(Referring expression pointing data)
==*==

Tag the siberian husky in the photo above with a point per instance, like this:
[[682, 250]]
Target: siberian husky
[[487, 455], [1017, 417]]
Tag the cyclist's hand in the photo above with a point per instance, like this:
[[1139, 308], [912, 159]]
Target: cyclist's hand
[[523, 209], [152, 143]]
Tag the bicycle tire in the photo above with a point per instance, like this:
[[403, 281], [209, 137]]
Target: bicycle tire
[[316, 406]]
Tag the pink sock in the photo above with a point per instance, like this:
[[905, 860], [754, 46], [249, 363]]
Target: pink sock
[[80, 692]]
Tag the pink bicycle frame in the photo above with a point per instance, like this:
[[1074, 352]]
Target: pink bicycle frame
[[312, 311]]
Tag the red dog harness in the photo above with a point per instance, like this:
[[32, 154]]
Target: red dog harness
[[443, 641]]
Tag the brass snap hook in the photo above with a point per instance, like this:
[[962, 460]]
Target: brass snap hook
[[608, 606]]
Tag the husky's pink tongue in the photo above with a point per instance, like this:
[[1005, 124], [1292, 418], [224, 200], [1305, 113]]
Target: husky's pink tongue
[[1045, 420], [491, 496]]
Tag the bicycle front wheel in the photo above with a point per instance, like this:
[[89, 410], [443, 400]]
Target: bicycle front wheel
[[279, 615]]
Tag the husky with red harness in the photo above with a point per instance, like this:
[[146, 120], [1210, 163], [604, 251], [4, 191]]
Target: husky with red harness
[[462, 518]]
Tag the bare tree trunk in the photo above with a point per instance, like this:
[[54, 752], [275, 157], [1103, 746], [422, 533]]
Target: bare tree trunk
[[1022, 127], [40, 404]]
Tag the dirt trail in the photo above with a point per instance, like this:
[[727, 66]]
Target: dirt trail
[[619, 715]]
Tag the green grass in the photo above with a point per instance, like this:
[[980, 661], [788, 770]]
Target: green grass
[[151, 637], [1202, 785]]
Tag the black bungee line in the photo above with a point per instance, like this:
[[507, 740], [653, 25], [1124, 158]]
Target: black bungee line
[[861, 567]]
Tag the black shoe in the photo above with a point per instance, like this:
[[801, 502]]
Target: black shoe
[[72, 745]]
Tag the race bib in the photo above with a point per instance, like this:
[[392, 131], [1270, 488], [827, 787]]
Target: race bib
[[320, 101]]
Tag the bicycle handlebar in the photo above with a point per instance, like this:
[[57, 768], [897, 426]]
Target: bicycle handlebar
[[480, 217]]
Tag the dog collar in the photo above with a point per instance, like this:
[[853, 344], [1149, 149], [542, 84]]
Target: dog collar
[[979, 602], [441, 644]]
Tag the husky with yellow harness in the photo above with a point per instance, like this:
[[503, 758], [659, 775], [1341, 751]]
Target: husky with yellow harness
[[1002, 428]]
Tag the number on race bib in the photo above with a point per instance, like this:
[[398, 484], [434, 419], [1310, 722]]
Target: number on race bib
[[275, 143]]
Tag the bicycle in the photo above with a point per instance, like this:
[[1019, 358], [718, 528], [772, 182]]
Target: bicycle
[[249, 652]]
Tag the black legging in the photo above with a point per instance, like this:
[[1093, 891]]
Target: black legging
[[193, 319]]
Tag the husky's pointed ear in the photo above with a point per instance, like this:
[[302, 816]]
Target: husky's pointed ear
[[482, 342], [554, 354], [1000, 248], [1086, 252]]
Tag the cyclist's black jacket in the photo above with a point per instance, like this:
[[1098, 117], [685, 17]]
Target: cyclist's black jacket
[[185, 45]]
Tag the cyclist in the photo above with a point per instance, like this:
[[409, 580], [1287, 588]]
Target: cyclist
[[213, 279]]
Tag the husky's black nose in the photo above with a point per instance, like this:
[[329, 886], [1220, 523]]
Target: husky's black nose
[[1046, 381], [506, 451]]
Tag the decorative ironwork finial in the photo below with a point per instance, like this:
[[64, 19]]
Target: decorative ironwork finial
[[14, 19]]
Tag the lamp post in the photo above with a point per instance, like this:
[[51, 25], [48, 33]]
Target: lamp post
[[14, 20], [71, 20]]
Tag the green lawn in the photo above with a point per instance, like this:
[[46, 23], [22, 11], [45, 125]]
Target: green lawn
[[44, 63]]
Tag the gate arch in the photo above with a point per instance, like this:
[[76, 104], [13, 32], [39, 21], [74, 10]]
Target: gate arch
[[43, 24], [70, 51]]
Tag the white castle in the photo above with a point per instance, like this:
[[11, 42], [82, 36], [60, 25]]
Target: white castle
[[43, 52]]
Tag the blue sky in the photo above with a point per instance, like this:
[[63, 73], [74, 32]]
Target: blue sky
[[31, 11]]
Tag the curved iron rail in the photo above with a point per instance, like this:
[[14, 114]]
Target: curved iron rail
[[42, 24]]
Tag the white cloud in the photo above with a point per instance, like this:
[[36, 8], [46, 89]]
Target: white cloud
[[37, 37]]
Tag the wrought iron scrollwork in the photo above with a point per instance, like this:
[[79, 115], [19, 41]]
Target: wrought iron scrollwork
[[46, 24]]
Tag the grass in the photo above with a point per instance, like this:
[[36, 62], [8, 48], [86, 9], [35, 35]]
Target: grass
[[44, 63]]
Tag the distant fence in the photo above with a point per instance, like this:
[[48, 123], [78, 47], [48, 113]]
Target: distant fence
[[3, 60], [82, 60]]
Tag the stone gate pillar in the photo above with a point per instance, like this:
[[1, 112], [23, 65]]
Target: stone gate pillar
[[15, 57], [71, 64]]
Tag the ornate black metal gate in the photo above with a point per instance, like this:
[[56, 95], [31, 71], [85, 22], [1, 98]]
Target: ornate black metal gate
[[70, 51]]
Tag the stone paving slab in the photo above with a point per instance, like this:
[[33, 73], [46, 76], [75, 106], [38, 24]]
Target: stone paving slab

==*==

*Task item:*
Retype all the data. Nothing may be left out or altered.

*Solution:*
Tag the siberian husky in the photo above with a point per instance, like this:
[[682, 250]]
Target: siberian husky
[[487, 455], [1017, 417]]
Tag the cyclist's hand in the photo above with a point per instance, like this:
[[1139, 308], [912, 159]]
Target: cyclist's hand
[[523, 209], [152, 143]]
Tag the bicycle tire in the photo above with a point per instance, like this:
[[403, 281], [209, 137]]
Target: bicycle tire
[[316, 406]]
Tag the pink sock in the photo above with a point per instance, like this:
[[905, 860], [754, 46], [249, 363]]
Target: pink sock
[[80, 692]]
Tag the pink bicycle frame in the photo above with a point per instance, like this:
[[1074, 352]]
Target: pink bicycle frame
[[312, 311]]
Tag the red dog harness in the photo above with a point per instance, like this:
[[32, 154]]
Target: red dog harness
[[443, 641]]
Tag the brass snap hook in the photo above with a point per instance, like this:
[[962, 460]]
Target: brass snap hook
[[608, 606]]
Tag the husky's pink tongue in the photo above with a point per instance, like this:
[[1005, 124], [1292, 418], [224, 200], [1305, 113]]
Target: husky's pink tongue
[[1045, 420], [491, 496]]
Tag the bicycle front wheel in the photo above with a point per instance, like this:
[[89, 410], [443, 400]]
Target: bicycle front wheel
[[279, 615]]
Tag the husky with red harness in the photo above with a point per instance, like this:
[[146, 120], [1210, 163], [604, 251], [4, 191]]
Target: husky with red harness
[[462, 518]]
Tag the bare tree trunk in the photo above with a point per instance, like this:
[[54, 752], [275, 157], [1103, 746], [422, 533]]
Target: bare tree trunk
[[1022, 127], [40, 404]]
Tag the dirt trail in the photo above with a point per instance, like this:
[[727, 66]]
Target: dirt trail
[[619, 715]]
Tag the green grass in the photo above with a point per instance, like this:
[[980, 661], [788, 770]]
Target: green grass
[[151, 637], [1202, 785]]
Tag the black bungee line in the photo above with a point per instance, like this:
[[507, 740], [653, 25], [1124, 158]]
Target: black bungee line
[[861, 567]]
Tag the black shoe in the photo above with a point per instance, like this:
[[801, 502]]
Target: black shoe
[[72, 745]]
Tag the race bib in the photo above with a point per instance, like this:
[[392, 131], [1270, 488], [827, 787]]
Target: race bib
[[320, 101]]
Tag the bicycle handlebar in the photo above with a point per instance, like this:
[[57, 768], [897, 426]]
Target: bicycle handlebar
[[480, 217]]
Tag the dog collar in the photo above with a point per instance, like this:
[[853, 344], [1149, 149], [542, 84]]
Target: dog collar
[[979, 602], [441, 644]]
Tag the husky with yellow harness in the photo above with a point per instance, like this:
[[503, 758], [659, 775], [1341, 751]]
Target: husky with yellow harness
[[1002, 428]]
Tag the number on race bib in the photo above with a point per instance, like this:
[[398, 484], [434, 419], [1310, 722]]
Target: number on race bib
[[275, 143]]
Tag the bicycle in the photo above with a point per instance, like this:
[[1019, 358], [718, 528], [772, 182]]
Target: bicycle
[[249, 652]]
Tag the black legging in the photo above with a point per instance, like this:
[[1093, 891]]
Target: black legging
[[193, 319]]
Tag the husky's pointed ear in the photo above with a point per instance, like this:
[[302, 816]]
Target: husky's pointed ear
[[482, 342], [554, 354], [1000, 248], [1086, 252]]
Tag the cyclist's black jacket in the photo above with a point per instance, like this:
[[1098, 117], [685, 17]]
Target: cyclist's black jacket
[[185, 45]]
Tag the cyclist in the photo above with a point per instance, like this:
[[409, 580], [1287, 588]]
Target: cyclist
[[213, 279]]
Tag the husky's black nose in the photo above with a point per instance, like this:
[[329, 886], [1220, 523]]
Target: husky's black nose
[[1046, 381], [506, 451]]
Tag the decorative ironwork finial in the photo below with a point per instance, like this:
[[64, 19]]
Target: decorative ironwork finial
[[14, 19]]
Tag the lamp post in the photo above with a point per instance, like this:
[[51, 25], [48, 33]]
Target: lamp post
[[14, 20], [71, 20]]
Tag the green lawn in the photo above with a point per instance, like this:
[[46, 23], [22, 11], [45, 125]]
Target: green lawn
[[44, 63]]
Tag the gate arch in the photo above with a point per instance, like this:
[[76, 104], [13, 32], [39, 21], [74, 10]]
Target: gate arch
[[43, 24], [70, 51]]
Tag the white castle in the photo above with a point per instance, like this:
[[11, 42], [82, 36], [60, 25]]
Target: white castle
[[43, 52]]
Tag the blue sky in the photo above with a point per instance, like this:
[[63, 73], [74, 32]]
Target: blue sky
[[31, 11]]
Tag the curved iron rail in the photo above with a point per instance, like this:
[[14, 114]]
Target: curved iron rail
[[42, 24]]
Tag the white cloud in the photo above with a point per instance, like this:
[[36, 8], [46, 89]]
Target: white cloud
[[37, 37]]
Tag the wrought iron scrollwork in the photo above with a point per instance, like this:
[[79, 115], [19, 41]]
Target: wrought iron scrollwork
[[46, 24]]
Tag the grass in the photo above with a point per instance, like this:
[[36, 62], [8, 48], [86, 9], [35, 35]]
Target: grass
[[44, 63]]
Tag the distant fence in the photo above with a point per instance, like this:
[[48, 123], [78, 47], [48, 113]]
Target: distant fence
[[3, 60], [82, 60]]
Tag the stone gate pillar in the photo above with a point per instance, like this:
[[1, 112], [23, 65]]
Target: stone gate pillar
[[15, 57], [71, 64]]
Tag the ornate black metal gate in the photo above with a point per instance, like this:
[[56, 95], [31, 71], [85, 22], [1, 98]]
Target: ornate black metal gate
[[70, 51]]
Tag the stone paving slab in the photo above with a point per instance, like this:
[[33, 73], [46, 76], [75, 106], [38, 24]]
Target: stone paving slab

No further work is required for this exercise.